#### The request:
Only the lines from the line containing "Q: Mark a point on every instance of the eyeglasses" to the end of the entries should be repeated, exactly as they appear.

(Source records)
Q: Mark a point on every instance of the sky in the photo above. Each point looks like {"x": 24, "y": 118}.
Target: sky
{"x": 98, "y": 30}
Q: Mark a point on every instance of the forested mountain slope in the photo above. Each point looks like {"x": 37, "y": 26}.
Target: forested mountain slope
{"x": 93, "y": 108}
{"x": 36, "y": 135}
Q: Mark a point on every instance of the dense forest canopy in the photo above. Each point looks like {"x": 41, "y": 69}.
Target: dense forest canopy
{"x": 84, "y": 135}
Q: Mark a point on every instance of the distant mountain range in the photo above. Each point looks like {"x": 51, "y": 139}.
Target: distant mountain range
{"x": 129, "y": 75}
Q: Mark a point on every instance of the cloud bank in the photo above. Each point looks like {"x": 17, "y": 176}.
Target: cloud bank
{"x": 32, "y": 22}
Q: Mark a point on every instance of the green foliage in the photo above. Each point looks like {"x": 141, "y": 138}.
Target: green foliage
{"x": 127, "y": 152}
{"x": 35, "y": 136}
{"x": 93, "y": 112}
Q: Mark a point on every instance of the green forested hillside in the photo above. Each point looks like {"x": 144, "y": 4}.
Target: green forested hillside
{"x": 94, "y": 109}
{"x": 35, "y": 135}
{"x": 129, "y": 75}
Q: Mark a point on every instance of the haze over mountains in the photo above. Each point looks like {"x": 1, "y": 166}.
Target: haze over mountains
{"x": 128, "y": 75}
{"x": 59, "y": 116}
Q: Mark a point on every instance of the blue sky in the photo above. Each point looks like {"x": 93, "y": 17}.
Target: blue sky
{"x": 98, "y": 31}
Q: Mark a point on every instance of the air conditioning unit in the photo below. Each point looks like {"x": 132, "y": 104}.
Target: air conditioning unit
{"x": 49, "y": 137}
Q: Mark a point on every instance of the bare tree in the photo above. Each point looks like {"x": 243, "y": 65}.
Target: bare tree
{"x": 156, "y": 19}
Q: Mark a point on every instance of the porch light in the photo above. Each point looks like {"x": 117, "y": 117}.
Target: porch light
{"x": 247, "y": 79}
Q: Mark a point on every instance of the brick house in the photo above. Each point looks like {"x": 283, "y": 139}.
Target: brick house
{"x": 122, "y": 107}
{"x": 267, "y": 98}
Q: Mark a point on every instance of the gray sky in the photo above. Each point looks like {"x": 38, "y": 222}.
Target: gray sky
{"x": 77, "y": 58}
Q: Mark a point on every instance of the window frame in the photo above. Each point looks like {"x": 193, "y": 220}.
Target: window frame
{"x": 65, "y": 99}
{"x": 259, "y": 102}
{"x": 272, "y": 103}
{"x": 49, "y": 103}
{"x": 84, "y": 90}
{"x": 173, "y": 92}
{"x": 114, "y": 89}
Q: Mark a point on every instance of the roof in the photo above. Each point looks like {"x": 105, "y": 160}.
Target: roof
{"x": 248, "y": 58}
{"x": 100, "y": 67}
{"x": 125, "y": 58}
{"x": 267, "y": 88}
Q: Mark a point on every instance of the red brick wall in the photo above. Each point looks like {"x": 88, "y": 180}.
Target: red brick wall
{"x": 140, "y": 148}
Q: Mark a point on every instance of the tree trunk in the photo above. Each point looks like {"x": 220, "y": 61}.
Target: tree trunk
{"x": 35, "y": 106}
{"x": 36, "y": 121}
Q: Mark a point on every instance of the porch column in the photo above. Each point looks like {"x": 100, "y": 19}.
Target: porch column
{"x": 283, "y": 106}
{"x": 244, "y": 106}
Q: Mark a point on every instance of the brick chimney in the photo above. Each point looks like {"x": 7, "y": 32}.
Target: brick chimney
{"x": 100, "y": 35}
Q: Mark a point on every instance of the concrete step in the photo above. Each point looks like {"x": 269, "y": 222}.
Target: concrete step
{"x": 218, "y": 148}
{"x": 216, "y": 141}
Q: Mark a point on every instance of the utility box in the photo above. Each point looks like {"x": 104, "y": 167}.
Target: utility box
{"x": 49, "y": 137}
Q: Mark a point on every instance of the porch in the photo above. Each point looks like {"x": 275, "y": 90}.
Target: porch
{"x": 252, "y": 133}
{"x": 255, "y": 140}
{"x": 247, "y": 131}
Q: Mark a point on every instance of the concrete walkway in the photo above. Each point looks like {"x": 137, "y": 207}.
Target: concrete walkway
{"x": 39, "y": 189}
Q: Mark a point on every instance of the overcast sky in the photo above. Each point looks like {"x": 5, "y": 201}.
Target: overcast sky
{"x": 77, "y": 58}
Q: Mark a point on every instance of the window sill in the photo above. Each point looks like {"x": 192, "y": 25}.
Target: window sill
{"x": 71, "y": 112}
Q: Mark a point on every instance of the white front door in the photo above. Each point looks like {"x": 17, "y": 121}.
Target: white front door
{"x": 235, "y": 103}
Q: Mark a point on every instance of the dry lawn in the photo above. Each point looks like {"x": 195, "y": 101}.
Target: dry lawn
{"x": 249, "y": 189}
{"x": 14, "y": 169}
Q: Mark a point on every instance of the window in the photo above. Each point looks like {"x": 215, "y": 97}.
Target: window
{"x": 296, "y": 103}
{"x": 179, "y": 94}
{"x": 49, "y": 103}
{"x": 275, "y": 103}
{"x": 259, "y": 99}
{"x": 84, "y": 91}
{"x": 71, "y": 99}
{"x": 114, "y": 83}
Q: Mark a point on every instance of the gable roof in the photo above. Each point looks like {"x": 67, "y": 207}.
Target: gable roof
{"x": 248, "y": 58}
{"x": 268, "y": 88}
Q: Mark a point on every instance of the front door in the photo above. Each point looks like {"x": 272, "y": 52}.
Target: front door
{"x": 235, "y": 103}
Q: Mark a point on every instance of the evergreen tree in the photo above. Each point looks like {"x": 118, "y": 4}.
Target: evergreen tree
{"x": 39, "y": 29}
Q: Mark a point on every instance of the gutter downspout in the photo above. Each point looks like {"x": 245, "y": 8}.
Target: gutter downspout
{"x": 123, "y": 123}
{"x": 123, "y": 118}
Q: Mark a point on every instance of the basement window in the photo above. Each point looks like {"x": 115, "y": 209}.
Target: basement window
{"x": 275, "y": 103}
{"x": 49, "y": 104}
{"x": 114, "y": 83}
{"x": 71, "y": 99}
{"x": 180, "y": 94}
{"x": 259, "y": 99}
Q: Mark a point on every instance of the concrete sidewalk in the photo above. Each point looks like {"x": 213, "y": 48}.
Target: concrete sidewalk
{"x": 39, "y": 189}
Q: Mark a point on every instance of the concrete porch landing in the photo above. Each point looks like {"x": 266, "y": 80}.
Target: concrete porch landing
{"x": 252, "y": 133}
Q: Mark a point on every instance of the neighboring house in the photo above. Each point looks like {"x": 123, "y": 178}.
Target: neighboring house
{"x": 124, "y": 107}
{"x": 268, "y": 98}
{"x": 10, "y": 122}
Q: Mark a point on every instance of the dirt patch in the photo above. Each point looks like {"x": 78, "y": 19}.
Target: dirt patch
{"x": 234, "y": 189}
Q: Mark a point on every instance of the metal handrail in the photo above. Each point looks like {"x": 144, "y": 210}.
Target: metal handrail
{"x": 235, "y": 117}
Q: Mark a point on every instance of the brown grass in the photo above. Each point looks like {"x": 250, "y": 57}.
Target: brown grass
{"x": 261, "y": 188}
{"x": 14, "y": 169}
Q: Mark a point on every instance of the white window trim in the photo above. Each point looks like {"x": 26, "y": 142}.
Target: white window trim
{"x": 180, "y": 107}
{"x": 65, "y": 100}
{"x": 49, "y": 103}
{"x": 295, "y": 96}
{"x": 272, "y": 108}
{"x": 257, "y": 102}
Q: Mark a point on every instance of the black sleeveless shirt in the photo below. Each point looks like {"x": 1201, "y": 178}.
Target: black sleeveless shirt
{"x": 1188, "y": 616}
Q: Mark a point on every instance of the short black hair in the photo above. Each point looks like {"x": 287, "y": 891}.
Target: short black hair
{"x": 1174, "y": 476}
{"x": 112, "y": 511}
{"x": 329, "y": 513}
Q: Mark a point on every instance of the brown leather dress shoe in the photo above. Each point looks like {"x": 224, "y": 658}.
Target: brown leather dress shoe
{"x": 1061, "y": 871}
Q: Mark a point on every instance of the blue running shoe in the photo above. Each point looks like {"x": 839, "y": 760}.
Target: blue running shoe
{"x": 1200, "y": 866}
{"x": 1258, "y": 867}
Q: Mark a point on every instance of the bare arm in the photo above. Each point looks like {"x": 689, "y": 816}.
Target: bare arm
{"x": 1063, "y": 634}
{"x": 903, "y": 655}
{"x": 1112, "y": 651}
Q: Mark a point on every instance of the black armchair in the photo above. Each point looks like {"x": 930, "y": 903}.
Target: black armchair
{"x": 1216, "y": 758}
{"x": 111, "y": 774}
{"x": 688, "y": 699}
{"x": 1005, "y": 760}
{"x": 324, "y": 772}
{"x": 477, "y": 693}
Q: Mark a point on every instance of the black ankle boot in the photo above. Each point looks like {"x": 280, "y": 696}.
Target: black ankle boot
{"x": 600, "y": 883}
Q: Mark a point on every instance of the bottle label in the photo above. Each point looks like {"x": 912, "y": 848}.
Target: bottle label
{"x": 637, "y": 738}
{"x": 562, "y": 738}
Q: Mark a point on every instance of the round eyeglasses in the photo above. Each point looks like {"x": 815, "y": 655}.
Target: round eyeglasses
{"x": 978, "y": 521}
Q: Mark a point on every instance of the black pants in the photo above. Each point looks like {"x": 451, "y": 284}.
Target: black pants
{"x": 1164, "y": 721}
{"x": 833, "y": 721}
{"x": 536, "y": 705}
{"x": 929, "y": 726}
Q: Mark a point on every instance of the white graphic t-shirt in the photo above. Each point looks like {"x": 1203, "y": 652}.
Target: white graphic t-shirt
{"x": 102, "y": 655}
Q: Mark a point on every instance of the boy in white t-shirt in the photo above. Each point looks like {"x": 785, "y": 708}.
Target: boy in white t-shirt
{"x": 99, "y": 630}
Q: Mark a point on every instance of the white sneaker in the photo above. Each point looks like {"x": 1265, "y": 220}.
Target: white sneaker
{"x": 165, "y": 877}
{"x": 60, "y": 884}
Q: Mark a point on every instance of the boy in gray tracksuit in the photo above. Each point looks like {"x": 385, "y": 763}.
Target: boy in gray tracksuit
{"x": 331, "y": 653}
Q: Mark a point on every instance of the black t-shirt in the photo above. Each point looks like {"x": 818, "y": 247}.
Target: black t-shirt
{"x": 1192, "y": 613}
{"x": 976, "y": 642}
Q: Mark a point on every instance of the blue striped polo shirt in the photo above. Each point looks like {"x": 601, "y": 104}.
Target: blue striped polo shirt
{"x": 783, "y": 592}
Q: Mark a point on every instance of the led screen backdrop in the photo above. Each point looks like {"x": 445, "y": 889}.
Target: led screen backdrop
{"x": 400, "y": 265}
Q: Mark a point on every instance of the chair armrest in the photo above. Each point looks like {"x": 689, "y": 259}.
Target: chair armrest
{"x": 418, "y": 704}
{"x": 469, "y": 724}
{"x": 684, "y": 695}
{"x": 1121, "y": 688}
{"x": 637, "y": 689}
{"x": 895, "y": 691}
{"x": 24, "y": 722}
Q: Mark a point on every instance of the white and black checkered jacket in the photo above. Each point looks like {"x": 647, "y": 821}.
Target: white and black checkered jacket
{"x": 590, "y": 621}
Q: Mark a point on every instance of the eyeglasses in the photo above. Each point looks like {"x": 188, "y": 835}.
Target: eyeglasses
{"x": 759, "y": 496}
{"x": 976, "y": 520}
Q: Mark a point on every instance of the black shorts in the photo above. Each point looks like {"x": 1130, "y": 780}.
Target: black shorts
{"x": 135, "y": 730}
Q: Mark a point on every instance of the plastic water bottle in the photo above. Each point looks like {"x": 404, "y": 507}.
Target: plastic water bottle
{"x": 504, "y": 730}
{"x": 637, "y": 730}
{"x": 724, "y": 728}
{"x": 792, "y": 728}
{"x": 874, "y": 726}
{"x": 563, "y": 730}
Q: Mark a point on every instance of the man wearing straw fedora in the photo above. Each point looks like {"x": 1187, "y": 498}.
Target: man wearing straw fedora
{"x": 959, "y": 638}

#### Exercise answer:
Q: Mark a point on every instance of the eyeglasses in the photo above. Each point looks like {"x": 188, "y": 835}.
Target: eyeglasses
{"x": 759, "y": 496}
{"x": 976, "y": 520}
Q: Mark a point on every instance of the black shorts in the photo above. Each point looks like {"x": 1130, "y": 780}.
Target: black shorts
{"x": 135, "y": 730}
Q: Mark a point on every instance of the plastic water bottle in the photo above. Each point looks like {"x": 404, "y": 507}.
Target: plastic water bottle
{"x": 504, "y": 730}
{"x": 637, "y": 730}
{"x": 724, "y": 728}
{"x": 792, "y": 728}
{"x": 874, "y": 726}
{"x": 563, "y": 730}
Q: Mark a point on every instance of the man wearing straw fedora in the photo above. Each point looks like {"x": 1187, "y": 498}.
Target: man wearing straw fedora
{"x": 959, "y": 638}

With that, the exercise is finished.